[Referring expression data]
- - -

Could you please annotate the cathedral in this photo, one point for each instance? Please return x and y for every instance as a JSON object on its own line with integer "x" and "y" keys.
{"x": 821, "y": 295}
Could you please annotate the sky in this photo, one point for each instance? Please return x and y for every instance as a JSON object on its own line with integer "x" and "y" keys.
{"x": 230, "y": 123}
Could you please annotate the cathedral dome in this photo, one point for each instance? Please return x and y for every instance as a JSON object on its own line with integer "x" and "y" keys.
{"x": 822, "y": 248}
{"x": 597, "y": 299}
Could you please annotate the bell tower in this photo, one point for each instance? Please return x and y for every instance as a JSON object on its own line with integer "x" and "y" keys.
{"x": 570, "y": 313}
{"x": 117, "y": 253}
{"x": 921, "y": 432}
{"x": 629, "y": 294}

- - -

* _Problem description_: Find "Could you please annotate the bell" in the records above. Repeat its line and every later line exactly, through the last one.

* _Output_:
Could you please annotate the bell tower in this photo, one point for each instance? Please return x and y for every instance as a JSON object on its own line with integer "x" and "y" keys.
{"x": 570, "y": 313}
{"x": 117, "y": 253}
{"x": 921, "y": 432}
{"x": 629, "y": 294}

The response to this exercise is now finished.